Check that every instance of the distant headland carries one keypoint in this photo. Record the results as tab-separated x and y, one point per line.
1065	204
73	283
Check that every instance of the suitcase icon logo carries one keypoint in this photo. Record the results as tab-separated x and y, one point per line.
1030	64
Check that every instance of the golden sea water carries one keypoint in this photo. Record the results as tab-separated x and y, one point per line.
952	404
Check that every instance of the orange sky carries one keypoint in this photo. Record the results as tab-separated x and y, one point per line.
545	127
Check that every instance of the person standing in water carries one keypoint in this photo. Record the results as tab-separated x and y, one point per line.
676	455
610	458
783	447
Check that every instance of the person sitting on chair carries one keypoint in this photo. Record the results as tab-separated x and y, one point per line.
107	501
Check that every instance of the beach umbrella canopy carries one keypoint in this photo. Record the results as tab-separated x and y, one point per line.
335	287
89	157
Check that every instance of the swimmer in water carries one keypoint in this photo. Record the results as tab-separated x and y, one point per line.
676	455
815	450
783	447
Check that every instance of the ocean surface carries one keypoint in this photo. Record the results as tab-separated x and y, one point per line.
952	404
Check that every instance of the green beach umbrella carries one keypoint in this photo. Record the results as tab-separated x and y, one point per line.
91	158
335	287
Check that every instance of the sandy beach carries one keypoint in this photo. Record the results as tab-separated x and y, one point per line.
****************************************
* _Task requirements_
Each line from the one containing "Check that every instance of the swimmer" to the final line of the entries above must be returned exactly, and no other line may appear.

* _Exercise solution_
Check that every instance of the swimmer in water carries one keypoint in this photo. Record the results as tab-separated x and y, one point per line.
676	455
815	450
783	447
Check that every instance of the ocean surface carries one keypoint in this photo. Record the results as tab-separated x and y, one point per line.
952	404
Check that every instance of the green beach umbrella carries one keypoint in this photo. Record the results as tab-separated x and y, one point per line.
91	158
335	287
Check that every instance of the sandy beach carries one keypoint in this photo. Record the results as tab-separated x and y, one point per line.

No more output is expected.